Riporti senza alcuna modifica soltanto le righe che vanno da quella contenente "point: woman's left" a quella contenente "column 132, row 121". Cominci dalla prima e si fermi dopo la seconda, includendole entrambe.

Dati estratti da una raccolta
━━━
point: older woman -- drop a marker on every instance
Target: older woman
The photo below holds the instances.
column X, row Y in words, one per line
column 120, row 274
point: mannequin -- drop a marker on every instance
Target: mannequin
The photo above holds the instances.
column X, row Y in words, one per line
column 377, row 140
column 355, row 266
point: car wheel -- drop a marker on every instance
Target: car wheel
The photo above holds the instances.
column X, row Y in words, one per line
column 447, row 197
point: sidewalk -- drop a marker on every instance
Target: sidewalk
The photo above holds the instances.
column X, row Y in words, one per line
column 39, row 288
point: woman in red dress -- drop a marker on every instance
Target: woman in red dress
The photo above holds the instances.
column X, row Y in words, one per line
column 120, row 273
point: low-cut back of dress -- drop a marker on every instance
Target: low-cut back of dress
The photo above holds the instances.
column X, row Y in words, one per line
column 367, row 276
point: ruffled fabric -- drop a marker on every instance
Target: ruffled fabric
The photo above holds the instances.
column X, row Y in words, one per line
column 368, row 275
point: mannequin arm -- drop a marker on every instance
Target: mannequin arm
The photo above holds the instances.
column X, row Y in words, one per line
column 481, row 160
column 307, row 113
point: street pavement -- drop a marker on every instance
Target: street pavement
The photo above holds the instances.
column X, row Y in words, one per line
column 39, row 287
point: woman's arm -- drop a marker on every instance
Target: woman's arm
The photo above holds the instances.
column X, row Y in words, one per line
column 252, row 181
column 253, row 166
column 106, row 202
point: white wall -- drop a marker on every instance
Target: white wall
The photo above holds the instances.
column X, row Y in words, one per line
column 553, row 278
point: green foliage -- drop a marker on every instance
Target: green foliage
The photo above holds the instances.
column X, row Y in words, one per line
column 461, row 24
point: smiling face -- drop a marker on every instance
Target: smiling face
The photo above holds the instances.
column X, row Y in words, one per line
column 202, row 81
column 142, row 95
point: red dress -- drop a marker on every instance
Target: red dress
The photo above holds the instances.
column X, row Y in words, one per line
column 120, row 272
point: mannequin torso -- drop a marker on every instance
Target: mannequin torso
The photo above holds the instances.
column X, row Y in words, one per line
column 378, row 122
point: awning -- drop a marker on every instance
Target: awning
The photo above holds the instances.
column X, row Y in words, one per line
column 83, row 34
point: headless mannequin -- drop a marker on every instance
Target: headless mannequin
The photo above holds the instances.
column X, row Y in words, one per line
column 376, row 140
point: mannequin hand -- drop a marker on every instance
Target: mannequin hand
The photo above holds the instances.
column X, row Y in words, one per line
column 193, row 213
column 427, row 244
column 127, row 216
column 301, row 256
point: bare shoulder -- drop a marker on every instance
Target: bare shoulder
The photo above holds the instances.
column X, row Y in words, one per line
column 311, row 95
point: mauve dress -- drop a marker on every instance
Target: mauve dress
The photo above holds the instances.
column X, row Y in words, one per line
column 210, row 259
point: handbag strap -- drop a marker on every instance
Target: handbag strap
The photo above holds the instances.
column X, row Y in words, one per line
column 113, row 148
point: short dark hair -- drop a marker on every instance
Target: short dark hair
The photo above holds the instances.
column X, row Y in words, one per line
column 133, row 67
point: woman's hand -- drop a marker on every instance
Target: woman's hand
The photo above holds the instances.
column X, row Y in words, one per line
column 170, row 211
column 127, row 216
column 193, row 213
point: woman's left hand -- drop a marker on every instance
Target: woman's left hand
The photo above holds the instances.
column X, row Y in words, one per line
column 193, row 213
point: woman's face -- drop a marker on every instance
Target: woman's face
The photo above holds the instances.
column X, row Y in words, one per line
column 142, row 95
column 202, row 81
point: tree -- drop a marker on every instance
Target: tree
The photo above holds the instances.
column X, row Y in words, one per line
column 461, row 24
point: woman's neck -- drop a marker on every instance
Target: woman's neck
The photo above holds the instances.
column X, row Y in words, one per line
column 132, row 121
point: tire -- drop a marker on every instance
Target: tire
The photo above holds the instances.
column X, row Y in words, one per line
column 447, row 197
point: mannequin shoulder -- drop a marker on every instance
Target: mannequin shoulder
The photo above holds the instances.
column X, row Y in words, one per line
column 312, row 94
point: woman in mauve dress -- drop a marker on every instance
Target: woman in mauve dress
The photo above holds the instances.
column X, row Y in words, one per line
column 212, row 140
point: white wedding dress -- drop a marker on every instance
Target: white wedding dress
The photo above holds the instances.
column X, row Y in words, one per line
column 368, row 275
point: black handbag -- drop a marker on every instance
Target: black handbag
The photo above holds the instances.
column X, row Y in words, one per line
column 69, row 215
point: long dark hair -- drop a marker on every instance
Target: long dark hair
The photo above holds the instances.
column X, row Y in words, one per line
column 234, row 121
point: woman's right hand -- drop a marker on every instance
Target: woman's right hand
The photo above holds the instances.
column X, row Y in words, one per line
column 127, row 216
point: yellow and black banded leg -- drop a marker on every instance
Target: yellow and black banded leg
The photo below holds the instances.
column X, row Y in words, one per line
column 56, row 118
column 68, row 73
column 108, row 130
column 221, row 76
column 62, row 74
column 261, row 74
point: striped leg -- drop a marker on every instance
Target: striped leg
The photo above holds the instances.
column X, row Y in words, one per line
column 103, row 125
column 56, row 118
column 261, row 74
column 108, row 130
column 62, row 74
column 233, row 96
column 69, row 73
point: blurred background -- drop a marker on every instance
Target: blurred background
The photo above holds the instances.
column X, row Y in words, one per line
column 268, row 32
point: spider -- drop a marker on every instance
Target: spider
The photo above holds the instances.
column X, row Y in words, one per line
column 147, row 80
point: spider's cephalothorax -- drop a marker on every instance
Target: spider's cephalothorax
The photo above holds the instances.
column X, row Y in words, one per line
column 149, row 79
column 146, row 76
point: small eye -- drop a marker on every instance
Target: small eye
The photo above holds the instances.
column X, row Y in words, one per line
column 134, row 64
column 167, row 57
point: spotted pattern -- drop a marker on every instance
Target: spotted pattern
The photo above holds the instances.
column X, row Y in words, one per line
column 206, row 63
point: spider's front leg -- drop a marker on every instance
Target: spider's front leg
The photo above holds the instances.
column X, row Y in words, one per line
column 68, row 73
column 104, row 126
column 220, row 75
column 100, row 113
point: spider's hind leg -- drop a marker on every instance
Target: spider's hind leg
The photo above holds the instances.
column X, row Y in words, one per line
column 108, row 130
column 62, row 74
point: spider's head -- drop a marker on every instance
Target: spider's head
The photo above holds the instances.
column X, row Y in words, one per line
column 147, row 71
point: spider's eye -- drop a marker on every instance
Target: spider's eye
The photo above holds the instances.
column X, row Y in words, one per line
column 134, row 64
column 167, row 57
━━━
> [Risultato finale]:
point: woman's left hand -- drop a marker on every instance
Target: woman's left hand
The photo above holds the instances.
column X, row Y in words, one per line
column 193, row 213
point: woman's face -- drop a marker on every instance
Target: woman's face
The photo above holds the instances.
column X, row Y in words, one per line
column 142, row 95
column 202, row 81
point: tree -- drop a marker on every instance
Target: tree
The photo above holds the instances.
column X, row Y in words, one per line
column 461, row 24
point: woman's neck -- drop a marker on every instance
Target: woman's neck
The photo above holds the instances.
column X, row Y in words, one per line
column 132, row 121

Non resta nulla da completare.